_ACTIVITY A_
Reproduce verbatim the portion of the programming discussion that begins with the words containing "I been thinking" and ends with "use of this?".
_ACTIVITY B_
Answer the following questions using the programming discussion.
(i) Which exception does VerifyValueAndType throw when type is null and value is not null?
(ii) How many views are recorded?
(iii) With the generic Register pattern, at what point does the answer say the error would already have occurred?

Reputation: 102
This may be a stupid question but I which I could really get some insight in this thing. I'm trying to make some projects and to do this effeciently I try to study every day to learn new things.
I often take examples on github to study from but I've seen this pointless things which I really don't understand. I have seen a function like this
public void SomeNewFunction(object value, Type type)
{
VerifyValueAndType(value, type);
//do something
}
private void VerifyValueAndType(object value, Type type)
{
if (type == null)
{
if (value != null)
{
throw new ArgumentNullException(nameof(type));
}
}
else if (value != null)
{
if (!type.IsAssignableFrom(value.GetType()))
{
//throw another error
}
}
}
Now what I don't understand is why they ask you to give the object type separately and not use the "value.getType()"? especially when they eventually use the "value.getType()" anyway to compare the types?
I been thinking it could be because of performence but then again, if they just use the getType() immediatly then they wouldn't have to verify.
Can someone explain the use of this?
Upvotes: 0
Views: 46
Reputation: 5156
It really depends on the purpose, but, say you are building a dependency container, for example. you want to register some implementation to an interface, so you can do
Register(myServiceImplementation, typeof(IMyService));
This allows you to be very explicit about what is being registered. Using GetType
would yield the type of the implementation, and even if you used reflection to get the whole type/interface tree, it would be less specific.
That said, a better pattern for this kind of thing would be
void Register<TInterface>(TInterface implementation);
This could be called like so:
Register<IMyService>(myServiceImplementation);
And would be a bit more type-safe, the validation could be skipped entirely since the error would already have occurred at compile-time.

_Entries contained in a dataset_
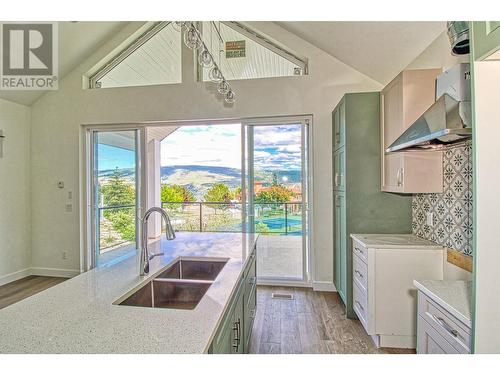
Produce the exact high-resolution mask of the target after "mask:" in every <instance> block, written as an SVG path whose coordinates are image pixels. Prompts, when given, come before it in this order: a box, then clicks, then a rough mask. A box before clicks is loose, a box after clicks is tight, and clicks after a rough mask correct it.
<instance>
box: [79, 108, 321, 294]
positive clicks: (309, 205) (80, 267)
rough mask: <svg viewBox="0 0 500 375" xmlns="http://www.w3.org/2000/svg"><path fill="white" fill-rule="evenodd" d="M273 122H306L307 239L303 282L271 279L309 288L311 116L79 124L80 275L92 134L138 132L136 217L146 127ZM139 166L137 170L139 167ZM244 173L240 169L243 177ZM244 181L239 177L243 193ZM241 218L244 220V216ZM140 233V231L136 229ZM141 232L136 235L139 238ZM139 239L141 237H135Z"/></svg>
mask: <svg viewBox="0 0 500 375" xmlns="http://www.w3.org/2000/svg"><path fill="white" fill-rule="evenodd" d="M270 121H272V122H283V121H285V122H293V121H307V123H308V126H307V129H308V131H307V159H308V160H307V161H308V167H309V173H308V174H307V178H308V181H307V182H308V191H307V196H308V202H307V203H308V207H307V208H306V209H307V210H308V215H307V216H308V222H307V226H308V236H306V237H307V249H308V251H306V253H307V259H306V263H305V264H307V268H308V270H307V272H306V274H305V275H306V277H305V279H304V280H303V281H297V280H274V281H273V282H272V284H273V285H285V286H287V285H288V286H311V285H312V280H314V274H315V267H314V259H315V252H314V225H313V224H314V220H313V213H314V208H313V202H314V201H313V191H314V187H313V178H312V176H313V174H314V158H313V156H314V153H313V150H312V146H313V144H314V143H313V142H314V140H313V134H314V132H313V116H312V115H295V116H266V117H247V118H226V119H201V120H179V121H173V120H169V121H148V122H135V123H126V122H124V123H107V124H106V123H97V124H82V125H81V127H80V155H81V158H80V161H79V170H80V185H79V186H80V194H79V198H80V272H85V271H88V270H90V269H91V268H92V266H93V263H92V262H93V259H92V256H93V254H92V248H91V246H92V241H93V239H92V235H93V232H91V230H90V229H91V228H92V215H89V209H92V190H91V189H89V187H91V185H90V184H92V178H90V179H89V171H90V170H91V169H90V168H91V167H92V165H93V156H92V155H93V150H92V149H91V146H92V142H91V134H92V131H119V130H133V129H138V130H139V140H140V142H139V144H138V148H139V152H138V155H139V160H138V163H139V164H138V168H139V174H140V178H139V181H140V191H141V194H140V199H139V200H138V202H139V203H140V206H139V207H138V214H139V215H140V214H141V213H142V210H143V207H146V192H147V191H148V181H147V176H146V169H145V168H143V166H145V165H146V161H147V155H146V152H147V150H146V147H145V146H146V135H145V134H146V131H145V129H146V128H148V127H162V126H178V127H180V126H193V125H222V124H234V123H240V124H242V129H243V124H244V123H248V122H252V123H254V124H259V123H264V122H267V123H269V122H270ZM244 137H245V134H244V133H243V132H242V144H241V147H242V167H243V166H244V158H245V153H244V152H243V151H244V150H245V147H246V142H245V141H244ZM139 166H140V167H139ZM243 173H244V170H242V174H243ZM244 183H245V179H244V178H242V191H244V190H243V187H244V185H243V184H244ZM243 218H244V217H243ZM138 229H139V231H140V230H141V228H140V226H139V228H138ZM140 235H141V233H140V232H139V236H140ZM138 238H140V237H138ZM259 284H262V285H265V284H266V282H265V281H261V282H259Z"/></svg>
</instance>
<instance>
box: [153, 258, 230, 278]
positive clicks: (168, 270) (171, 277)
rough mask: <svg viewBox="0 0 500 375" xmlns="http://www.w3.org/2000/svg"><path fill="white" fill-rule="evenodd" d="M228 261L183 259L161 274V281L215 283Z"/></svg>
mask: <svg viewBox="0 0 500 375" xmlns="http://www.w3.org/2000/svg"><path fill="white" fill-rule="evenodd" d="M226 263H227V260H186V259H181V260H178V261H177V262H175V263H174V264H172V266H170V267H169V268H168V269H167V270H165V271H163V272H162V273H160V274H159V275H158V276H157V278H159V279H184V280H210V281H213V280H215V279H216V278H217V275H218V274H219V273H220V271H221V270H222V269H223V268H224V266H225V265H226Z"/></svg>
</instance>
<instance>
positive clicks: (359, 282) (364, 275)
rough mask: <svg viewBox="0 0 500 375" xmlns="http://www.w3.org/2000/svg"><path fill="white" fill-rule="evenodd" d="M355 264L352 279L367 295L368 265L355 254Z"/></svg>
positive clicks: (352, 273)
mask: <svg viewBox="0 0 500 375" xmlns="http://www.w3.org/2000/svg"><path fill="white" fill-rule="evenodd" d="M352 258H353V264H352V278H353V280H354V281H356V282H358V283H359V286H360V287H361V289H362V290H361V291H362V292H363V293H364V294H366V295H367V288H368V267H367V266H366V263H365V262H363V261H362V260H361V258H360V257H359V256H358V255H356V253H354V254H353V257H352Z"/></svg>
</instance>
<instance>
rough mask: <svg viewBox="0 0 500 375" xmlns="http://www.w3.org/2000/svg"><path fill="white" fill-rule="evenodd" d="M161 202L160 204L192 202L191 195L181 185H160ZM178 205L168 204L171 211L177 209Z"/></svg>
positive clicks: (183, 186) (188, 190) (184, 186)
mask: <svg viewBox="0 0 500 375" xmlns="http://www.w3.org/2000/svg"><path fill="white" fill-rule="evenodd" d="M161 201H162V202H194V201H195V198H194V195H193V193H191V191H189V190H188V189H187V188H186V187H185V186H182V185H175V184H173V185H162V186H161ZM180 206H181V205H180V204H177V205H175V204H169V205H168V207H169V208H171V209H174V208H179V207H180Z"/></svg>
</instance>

_TASK SOLUTION A_
I been thinking it could be because of performence but then again, if they just use the getType() immediatly then they wouldn't have to verify.
Can someone explain the use of this?

_TASK SOLUTION B_
(i) ArgumentNullException
(ii) 46
(iii) At compile-time